▸ Given information:
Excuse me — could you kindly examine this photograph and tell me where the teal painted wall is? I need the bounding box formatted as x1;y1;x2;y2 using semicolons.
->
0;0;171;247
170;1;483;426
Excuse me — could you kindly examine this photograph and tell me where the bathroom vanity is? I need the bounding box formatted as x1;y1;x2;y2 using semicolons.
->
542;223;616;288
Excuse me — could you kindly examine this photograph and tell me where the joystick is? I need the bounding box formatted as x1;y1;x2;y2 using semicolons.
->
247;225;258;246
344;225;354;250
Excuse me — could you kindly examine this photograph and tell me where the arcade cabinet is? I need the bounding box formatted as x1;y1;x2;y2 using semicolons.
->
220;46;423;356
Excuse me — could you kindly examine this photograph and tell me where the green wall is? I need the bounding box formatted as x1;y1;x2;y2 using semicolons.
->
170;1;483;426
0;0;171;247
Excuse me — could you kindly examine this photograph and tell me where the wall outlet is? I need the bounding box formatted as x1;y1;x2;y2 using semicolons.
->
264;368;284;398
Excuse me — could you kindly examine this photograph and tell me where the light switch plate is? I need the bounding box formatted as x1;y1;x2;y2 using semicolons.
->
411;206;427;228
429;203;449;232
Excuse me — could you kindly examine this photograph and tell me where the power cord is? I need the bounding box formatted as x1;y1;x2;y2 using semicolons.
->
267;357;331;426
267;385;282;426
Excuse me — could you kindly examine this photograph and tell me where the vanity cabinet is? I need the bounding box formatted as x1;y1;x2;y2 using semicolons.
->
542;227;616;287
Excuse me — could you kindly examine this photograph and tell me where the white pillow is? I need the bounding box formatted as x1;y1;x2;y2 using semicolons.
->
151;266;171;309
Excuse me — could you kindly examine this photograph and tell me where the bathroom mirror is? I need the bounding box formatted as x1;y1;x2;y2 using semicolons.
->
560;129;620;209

--

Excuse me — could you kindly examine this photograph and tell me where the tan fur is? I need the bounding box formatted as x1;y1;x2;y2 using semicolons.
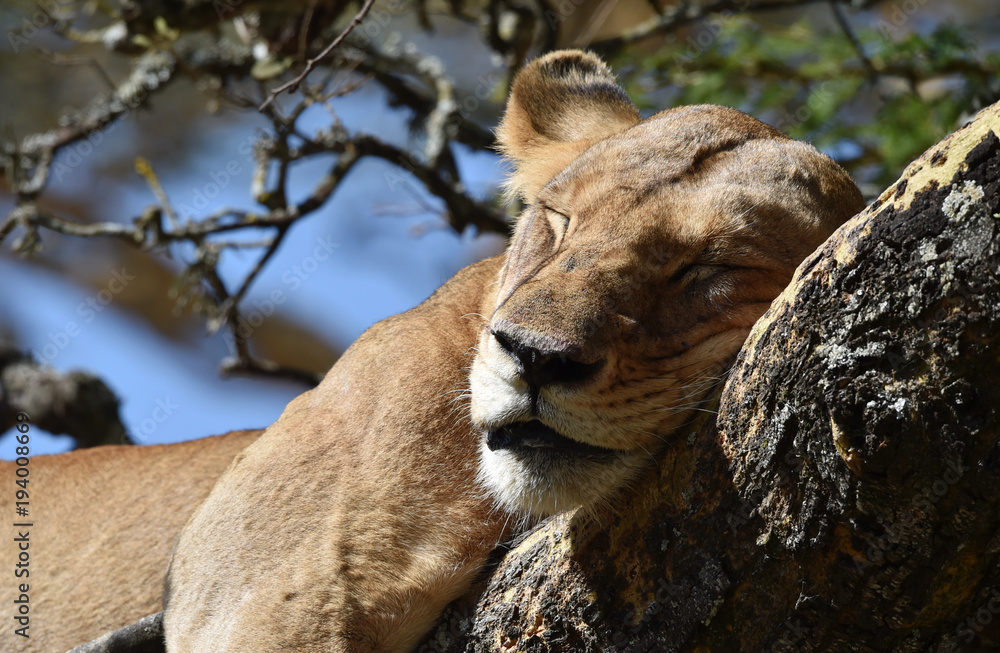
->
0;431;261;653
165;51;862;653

* * *

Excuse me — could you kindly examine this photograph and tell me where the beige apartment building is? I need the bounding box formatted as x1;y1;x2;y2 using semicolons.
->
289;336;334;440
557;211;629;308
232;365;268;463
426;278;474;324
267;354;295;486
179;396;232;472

▸ Written task: Reproduce the lines from the one with "where the beige" to the one with "179;396;232;472", changing "apartment building" to "residential tower" and keeping everything else the same.

▸ Response:
Excuse me — could you kindly examine this photograph and tell me where the beige residential tower is? I need the bounding box formatted as x1;y1;x2;y2 using semicolons.
->
289;336;334;440
557;211;629;308
232;365;268;463
426;278;474;324
267;354;295;486
179;396;232;472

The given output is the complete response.